THE DATA:
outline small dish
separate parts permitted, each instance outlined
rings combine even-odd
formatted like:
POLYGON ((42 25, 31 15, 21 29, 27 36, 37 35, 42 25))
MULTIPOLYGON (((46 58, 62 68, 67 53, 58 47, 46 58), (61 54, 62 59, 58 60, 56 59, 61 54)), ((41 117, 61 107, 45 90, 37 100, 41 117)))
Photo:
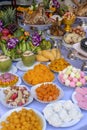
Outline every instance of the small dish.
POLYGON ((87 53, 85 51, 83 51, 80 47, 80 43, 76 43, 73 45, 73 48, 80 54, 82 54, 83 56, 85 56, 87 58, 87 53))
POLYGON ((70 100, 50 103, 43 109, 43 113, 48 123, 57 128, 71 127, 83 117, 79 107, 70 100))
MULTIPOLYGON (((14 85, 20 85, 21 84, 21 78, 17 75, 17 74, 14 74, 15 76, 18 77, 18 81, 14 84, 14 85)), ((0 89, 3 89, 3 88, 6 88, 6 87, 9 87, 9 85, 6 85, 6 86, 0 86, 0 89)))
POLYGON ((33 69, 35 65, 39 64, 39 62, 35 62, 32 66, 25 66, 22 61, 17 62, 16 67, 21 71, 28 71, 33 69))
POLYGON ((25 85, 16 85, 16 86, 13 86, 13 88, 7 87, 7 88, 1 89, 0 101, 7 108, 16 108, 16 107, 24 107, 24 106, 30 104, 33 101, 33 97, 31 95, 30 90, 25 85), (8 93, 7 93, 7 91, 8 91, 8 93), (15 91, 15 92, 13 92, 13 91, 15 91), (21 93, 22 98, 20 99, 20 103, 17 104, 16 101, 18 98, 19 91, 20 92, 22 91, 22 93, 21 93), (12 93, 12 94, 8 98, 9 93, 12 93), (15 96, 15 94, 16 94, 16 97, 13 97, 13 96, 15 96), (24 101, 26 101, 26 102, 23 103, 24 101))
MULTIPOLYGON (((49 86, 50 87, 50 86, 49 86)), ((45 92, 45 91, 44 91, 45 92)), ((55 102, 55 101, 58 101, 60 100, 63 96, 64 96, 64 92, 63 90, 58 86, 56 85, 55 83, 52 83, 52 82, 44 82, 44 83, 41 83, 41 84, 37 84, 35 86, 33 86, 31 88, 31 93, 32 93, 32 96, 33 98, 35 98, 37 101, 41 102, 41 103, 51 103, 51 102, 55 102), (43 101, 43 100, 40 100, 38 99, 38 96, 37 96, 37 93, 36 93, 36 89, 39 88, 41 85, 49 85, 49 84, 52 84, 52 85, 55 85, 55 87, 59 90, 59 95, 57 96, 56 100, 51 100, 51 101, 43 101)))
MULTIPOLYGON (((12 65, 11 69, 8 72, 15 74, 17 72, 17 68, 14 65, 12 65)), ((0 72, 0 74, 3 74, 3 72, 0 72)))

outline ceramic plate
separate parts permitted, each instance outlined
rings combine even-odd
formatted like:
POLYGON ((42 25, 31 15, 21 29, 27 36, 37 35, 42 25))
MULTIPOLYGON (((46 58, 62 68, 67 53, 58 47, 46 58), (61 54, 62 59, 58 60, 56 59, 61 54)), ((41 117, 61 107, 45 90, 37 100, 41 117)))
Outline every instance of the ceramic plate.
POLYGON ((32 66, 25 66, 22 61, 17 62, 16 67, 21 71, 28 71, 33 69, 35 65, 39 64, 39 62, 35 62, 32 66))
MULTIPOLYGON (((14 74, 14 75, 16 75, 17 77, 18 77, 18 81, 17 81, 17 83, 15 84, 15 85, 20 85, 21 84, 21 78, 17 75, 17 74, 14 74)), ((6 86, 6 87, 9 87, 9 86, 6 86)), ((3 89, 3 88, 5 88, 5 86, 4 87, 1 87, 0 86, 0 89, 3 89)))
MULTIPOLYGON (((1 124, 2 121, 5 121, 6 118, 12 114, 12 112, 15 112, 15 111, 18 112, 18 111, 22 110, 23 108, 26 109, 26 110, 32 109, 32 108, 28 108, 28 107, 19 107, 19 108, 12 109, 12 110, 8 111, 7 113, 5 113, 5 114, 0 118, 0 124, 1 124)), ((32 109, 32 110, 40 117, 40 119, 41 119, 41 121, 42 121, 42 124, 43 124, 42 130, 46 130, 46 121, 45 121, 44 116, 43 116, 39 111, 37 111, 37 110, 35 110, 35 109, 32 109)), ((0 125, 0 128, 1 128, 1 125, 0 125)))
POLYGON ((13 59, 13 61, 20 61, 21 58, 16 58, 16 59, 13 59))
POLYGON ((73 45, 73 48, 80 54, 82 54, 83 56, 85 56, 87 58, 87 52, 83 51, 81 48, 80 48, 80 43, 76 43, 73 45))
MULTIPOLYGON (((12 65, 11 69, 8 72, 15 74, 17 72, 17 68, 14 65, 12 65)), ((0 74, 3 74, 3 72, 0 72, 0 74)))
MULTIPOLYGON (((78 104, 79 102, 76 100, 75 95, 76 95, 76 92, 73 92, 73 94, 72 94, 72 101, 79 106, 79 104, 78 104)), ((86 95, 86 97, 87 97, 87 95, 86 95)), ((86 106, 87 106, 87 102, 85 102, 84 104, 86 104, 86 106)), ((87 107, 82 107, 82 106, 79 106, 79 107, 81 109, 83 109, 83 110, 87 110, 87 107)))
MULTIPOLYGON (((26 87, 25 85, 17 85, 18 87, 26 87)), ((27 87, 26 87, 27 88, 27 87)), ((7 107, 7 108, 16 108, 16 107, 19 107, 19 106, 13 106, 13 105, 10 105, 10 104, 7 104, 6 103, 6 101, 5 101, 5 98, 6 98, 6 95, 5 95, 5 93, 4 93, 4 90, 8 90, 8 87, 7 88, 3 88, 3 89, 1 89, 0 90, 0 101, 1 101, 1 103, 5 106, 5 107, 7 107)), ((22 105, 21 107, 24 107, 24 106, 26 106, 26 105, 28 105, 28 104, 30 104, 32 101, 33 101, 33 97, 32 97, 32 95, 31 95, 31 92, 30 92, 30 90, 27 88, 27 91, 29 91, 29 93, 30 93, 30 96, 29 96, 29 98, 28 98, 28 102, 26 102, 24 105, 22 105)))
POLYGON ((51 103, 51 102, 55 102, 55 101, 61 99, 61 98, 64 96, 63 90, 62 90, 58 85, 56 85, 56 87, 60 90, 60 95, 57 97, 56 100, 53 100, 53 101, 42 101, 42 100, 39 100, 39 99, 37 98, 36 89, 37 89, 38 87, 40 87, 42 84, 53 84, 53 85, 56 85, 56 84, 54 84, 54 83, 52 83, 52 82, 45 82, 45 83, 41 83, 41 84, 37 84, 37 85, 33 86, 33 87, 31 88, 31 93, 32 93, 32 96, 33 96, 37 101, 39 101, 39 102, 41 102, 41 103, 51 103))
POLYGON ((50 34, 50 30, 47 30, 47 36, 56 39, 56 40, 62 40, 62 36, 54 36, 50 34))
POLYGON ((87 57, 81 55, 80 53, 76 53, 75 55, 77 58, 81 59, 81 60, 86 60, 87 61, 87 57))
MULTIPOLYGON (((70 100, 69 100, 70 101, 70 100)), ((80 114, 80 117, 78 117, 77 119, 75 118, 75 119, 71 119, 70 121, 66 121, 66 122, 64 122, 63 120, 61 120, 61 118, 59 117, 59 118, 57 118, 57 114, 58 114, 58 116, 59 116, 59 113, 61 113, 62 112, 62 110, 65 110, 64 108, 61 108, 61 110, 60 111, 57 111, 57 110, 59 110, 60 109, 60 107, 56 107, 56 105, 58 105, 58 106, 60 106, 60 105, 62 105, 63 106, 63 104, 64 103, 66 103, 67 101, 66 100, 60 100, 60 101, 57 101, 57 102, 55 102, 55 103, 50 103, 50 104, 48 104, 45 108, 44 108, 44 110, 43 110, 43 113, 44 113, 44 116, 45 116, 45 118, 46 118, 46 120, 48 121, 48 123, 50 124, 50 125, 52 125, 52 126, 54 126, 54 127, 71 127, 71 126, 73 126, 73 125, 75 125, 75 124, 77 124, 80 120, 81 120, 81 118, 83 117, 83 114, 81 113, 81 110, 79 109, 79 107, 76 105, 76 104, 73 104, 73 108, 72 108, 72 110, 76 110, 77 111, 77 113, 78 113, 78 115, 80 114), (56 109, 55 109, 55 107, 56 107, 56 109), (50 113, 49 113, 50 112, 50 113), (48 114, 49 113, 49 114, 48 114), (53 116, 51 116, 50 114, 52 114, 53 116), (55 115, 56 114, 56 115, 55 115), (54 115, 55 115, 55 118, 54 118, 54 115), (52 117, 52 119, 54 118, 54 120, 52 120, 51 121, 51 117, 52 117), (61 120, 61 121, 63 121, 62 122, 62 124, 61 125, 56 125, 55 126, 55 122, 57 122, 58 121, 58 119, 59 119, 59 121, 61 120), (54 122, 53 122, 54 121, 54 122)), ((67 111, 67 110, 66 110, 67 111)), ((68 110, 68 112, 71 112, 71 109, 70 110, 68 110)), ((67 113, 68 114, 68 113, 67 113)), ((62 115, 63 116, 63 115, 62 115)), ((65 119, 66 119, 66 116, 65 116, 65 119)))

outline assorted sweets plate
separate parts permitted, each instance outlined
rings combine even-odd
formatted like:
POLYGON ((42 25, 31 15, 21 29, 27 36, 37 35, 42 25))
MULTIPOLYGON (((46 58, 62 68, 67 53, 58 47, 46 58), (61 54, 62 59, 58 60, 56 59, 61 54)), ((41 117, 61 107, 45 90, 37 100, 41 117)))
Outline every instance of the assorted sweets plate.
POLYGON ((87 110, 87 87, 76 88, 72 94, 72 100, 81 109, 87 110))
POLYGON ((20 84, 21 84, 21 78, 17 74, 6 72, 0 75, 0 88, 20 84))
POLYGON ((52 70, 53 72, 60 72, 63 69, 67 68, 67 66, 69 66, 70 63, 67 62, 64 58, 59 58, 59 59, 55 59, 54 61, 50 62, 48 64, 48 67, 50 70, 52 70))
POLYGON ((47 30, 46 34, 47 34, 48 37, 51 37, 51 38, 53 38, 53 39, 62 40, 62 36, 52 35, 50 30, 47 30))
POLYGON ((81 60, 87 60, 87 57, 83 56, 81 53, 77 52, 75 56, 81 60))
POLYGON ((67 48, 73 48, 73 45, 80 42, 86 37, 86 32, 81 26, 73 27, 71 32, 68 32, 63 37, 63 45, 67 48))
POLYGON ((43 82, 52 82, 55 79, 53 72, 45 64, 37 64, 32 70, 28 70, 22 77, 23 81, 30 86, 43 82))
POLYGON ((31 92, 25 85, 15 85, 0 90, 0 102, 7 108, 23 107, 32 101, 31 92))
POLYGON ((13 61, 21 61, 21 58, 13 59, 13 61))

THE EXERCISE:
Repeat the records word for word, from the line containing "outline assorted sweets plate" through the end of the records, including both of those lines.

RESULT FOR THIS EXERCISE:
outline assorted sweets plate
separate parts permitted, each instance outlined
rings combine even-odd
formatted like:
POLYGON ((42 25, 31 15, 21 29, 27 36, 37 35, 42 25))
MULTIPOLYGON (((46 58, 62 68, 67 53, 58 47, 46 58), (61 54, 62 59, 58 60, 56 59, 61 54)), ((41 117, 61 107, 45 90, 37 100, 41 117)))
Outline every instance of the assorted sweets plate.
POLYGON ((87 110, 87 87, 76 88, 72 94, 72 100, 81 109, 87 110))
POLYGON ((20 84, 21 84, 21 78, 17 74, 6 72, 0 75, 0 88, 20 84))
POLYGON ((52 70, 53 72, 60 72, 63 69, 67 68, 67 66, 69 66, 70 63, 67 62, 64 58, 59 58, 59 59, 55 59, 54 61, 50 62, 48 64, 48 67, 50 70, 52 70))
POLYGON ((47 30, 46 34, 47 34, 48 37, 51 37, 51 38, 53 38, 53 39, 62 40, 62 36, 52 35, 50 30, 47 30))
POLYGON ((81 60, 87 60, 87 57, 83 56, 81 53, 77 52, 75 56, 81 60))
POLYGON ((67 48, 73 48, 73 45, 80 42, 86 37, 86 32, 81 26, 73 27, 71 32, 68 32, 63 37, 63 45, 67 48))
POLYGON ((43 82, 52 82, 55 79, 53 72, 45 64, 37 64, 32 70, 28 70, 22 77, 23 81, 30 86, 43 82))
POLYGON ((31 92, 25 85, 15 85, 0 90, 0 102, 7 108, 23 107, 32 101, 31 92))
POLYGON ((13 61, 21 61, 21 58, 13 59, 13 61))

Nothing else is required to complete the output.